ЦИТИРУЕМЫЙ ОТРЫВОК >>

□ □ □ □

Именно после августовского (1977 г.) визита Вэнса в Израиль у президента Картера возникла мысль подготовить совместное заявление, в целом приемлемое для советской стороны и не расходящееся с "новыми идеями" американской администрации в вопросах урегулирования, которые, однако, не воспринимались, по свидетельству израильской прессы, двумя третями израильского общества. Картер счел подготовку совместного советско-американского заявления по Ближнему Востоку своевременным шагом и оправданным риском, но он явно недооценил масштабы израильского влияния на официальную ближневосточную политику Вашингтона, что в конечном итоге оказалось решающим фактором для судьбы совместного заявления. После того, как этот документ "приказал долго жить", в советско-американских усилиях по достижению ближневосточного урегулирования долгое время не было никакого проблеска хотя бы потому, что самих усилий (совместных) в этом вопросе предпринято не было, советско-американские контакты, в том числе и на высоком уровне, по вопросам положения на Ближнем Востоке не принесли сколько-нибудь весомых результатов.

□ □ □ □

Записи для указания и разметки >>
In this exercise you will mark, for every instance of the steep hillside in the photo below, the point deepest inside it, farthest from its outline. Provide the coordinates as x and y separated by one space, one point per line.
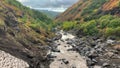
23 33
93 17
50 14
89 9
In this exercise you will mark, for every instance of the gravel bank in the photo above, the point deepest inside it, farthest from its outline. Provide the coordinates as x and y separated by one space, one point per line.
9 61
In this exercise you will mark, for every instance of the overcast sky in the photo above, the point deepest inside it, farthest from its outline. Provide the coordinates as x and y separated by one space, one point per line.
51 5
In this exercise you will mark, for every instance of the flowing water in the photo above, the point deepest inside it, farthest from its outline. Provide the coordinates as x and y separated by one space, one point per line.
65 58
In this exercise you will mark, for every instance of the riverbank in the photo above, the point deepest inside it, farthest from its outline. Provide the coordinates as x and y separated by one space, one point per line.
95 52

□ □ □ □

ТРЕБОВАНИЯ >>
1/ Назовите все географические названия (страны, города, регионы), которые встречаются в отрывке о советско-американском заявлении.
2/ Что, согласно отрывку о советско-американском заявлении, стало решающим фактором для судьбы совместного заявления?

ОТВЕТЫ ПО ЗАДАНИЯМ >>
1/ Израиль, Ближний Восток, Вашингтон

2/ Решающим фактором стали масштабы израильского влияния на официальную ближневосточную политику Вашингтона, которые Картер недооценил.